- [TASK DESCRIPTION] Count the lines below that contain the string "target". Reply with the number alone.
* start *
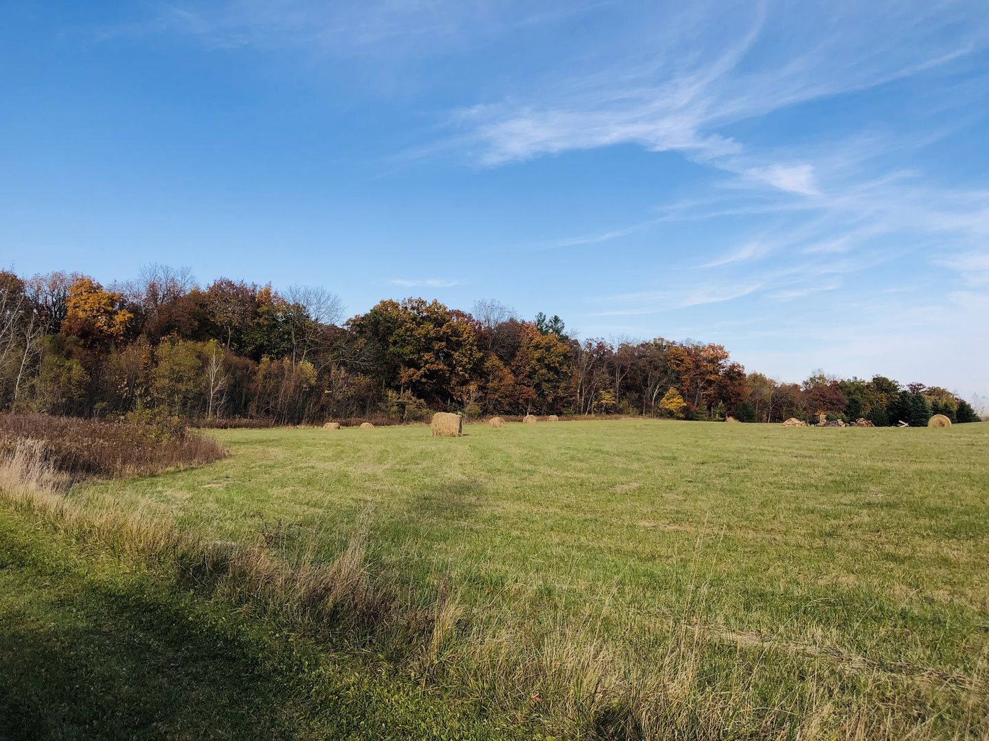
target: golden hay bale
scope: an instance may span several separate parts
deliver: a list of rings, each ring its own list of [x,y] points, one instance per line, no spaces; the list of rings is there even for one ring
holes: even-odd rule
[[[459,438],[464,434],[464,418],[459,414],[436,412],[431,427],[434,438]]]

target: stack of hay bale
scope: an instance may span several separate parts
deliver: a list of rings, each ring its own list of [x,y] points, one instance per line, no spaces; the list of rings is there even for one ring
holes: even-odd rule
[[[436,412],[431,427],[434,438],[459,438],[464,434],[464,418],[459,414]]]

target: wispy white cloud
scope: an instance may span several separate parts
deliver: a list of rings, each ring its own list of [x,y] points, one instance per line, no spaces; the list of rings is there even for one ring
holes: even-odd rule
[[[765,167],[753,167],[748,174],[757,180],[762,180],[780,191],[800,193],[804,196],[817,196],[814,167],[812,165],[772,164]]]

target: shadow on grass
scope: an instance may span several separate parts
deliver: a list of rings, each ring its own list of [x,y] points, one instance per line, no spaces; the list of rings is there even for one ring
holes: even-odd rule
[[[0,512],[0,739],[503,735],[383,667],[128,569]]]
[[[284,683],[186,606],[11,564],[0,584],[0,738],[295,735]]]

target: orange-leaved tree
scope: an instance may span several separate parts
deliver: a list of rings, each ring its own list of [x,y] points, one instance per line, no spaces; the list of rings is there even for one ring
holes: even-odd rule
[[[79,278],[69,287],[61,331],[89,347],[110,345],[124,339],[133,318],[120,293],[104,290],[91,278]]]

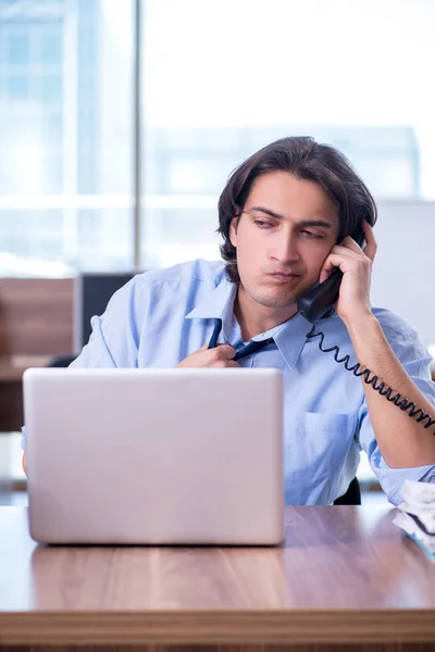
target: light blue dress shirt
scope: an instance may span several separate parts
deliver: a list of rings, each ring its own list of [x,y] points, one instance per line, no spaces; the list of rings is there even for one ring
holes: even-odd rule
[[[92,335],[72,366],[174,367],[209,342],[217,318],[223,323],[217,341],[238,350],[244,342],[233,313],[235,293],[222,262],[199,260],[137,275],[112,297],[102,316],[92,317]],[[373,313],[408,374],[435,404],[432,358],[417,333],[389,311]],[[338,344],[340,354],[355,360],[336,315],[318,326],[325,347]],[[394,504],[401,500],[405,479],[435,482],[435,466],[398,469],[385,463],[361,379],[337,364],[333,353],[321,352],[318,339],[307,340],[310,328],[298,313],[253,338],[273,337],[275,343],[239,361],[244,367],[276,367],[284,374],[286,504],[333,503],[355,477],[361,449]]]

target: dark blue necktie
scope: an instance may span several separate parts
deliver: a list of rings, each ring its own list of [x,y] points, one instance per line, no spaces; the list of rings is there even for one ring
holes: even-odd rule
* end *
* start *
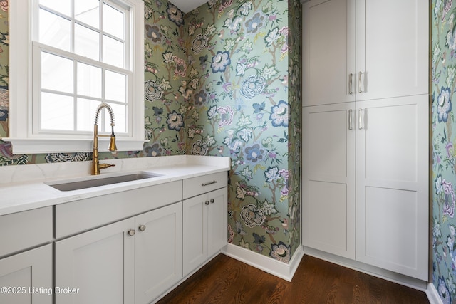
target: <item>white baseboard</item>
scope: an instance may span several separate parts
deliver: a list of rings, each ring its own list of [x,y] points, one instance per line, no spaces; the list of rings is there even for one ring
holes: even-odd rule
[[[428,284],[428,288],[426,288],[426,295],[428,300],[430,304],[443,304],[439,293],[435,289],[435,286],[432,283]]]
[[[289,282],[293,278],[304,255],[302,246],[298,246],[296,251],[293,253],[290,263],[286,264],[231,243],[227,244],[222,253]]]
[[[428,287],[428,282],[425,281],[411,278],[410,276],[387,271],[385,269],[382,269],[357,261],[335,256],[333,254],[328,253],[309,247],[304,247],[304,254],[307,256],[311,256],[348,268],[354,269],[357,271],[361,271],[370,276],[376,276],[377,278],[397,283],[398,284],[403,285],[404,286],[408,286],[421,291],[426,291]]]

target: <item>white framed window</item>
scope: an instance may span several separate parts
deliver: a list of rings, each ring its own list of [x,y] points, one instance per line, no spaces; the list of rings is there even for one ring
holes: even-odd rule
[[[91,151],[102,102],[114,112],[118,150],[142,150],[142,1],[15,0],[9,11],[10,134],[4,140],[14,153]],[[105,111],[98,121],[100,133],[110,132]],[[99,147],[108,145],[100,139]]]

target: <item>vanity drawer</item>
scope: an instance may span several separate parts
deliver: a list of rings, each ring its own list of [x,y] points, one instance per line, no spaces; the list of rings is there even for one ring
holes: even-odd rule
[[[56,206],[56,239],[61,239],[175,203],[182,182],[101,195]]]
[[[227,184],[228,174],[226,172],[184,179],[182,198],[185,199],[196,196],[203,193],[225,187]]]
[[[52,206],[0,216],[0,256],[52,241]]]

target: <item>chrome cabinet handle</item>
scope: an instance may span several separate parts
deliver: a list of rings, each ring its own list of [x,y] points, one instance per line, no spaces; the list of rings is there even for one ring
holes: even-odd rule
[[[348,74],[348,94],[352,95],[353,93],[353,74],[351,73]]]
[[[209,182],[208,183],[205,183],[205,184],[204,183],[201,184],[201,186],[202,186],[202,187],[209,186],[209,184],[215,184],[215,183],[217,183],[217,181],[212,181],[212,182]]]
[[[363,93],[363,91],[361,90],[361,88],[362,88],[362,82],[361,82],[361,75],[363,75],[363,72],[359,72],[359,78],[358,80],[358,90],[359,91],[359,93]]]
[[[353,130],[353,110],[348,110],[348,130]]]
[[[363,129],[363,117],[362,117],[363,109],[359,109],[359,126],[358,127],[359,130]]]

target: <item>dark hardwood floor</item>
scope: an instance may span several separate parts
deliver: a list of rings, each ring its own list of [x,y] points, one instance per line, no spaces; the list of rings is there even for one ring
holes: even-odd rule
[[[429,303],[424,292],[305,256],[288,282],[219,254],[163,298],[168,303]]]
* end *
- [ANSWER TO THE TASK] 12